---------- TEXT SEGMENT ----------
7
Address by Stephen Jones,
Warden
Gaudy once more and I am delighted to
see you all here on this great 4th July –
Independence Day for our transatlantic
cousins…
The hand of History is clearly upon us
all, as it was in September with the
Centenary of the start of the First World
War. The St Edward’s Roll of Honour now
stands (after much recent research by our
archivist Chris Nathan) at over 120, and
on, or near, the anniversary of every one
of the OSE who fell, we have, as a school,
remembered them in Chapel, or in
Assembly. The first 16 are recorded in the
Gaudy programme, in place of honour,
and I would remember them again now.
Robert Parker
Aubrey Hudson
Arthur Harding
Leo Tollemache
Edward Kay-Mouat
Stephen Ussher
Arthur Capell
Alexander Wallace
Frank Robertson
John McMurdo
Walter Richards
Walter Frampton
William Cawood
Reginald Blyth
Beverley Ussher
John Bussell
I would also pause to remember Richard
Bradley, eighth Warden, who died earlier
this year.
More happily, that same hand of History
is wafting around us today for I am
delighted to say that we are joined by
Malcolm Oxley – former History Master,
Director of Studies, Housemaster, Second
Master and Sub-Warden; also author of
A New History of St Edward’s School
.
Now, there is a well-known trivia
question which goes like this: Which
two famous philosophers played
international football? The answer being:
Camus and Socrates…
(Albert Camus played in goal for the
University of Algiers and competed in the
North African Cup; and Sócrates Brasileiro
Sampaio de Souza Vieira d’Oliveira was the
name of the captain of Brazil in the 1982
World Cup; so Camus never played proper
international football and Sócrates was not
a philosopher… but he did have a doctorate
in medicine.)
Albert Camus wrote to his teacher, Louis
Germain, after receiving the Nobel Prize for
Literature in 1957:
Dear Monsieur Germain,
I let the commotion around me these days
subside a bit before speaking to you from
the bottom of my heart. I have just been
given far too great an honour… but when
I heard the news, my first thought, after
my mother, was of you. Without you,
without the affectionate hand you
extended to the small poor child that I was,
without your teaching, and your example,
none of all this would have happened.
I don’t make too much of this sort of
honour. But at least it gives me an
opportunity to tell you what you have been
and still are for me, and to assure you that
your efforts, your work, and the generous
heart you put into it still live in one of your
little schoolboys who, despite the years,
has never stopped being your grateful
pupil. I embrace you with all my heart.
----------
§ **TASKS TO COMPLETE**
1. According to the Warden's address, where did Albert Camus play in goal?
2. Return the stretch of the Warden's address that opens with the words "I don’t make" and stops after "all my heart.".
The lines that come next are separate material with no connection to the Warden's address.
---------- MATERIAL SHOWN ----------
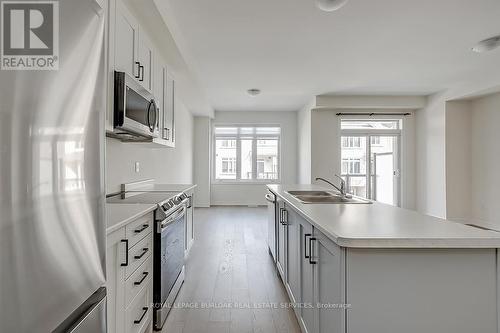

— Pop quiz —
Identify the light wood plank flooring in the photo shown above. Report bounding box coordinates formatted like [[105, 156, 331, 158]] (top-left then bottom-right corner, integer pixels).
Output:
[[162, 207, 300, 333]]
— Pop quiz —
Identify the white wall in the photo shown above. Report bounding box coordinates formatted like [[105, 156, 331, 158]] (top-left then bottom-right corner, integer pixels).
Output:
[[416, 70, 500, 217], [446, 101, 472, 219], [210, 111, 297, 205], [311, 109, 416, 209], [471, 93, 500, 227], [106, 102, 193, 194], [193, 117, 211, 207], [297, 99, 316, 184], [416, 94, 446, 218]]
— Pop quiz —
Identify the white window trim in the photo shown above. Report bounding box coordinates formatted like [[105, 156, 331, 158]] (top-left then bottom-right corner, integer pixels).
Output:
[[210, 123, 283, 185], [337, 115, 406, 207]]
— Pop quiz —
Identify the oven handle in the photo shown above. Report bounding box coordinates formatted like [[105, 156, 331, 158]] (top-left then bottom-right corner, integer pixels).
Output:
[[158, 205, 187, 233]]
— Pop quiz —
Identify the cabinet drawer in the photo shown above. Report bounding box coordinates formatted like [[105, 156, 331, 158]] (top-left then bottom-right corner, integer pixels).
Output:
[[125, 255, 153, 305], [125, 233, 153, 279], [125, 282, 153, 333], [125, 214, 152, 247]]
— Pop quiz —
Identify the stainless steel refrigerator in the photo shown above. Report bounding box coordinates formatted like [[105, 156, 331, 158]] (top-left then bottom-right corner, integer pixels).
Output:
[[0, 0, 106, 333]]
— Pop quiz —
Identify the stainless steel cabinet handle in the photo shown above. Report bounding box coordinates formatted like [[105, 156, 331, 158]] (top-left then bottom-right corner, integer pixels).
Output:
[[138, 65, 144, 82], [309, 237, 318, 265], [134, 224, 149, 234], [265, 193, 275, 203], [282, 208, 288, 225], [134, 247, 149, 259], [120, 239, 128, 267], [304, 234, 312, 259], [134, 272, 149, 286], [134, 306, 148, 324], [134, 61, 141, 79]]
----------
§ **LIST OF ANSWERS**
1. For the University of Algiers.

2.
I don’t make too much of this sort of
honour. But at least it gives me an
opportunity to tell you what you have been
and still are for me, and to assure you that
your efforts, your work, and the generous
heart you put into it still live in one of your
little schoolboys who, despite the years,
has never stopped being your grateful
pupil. I embrace you with all my heart.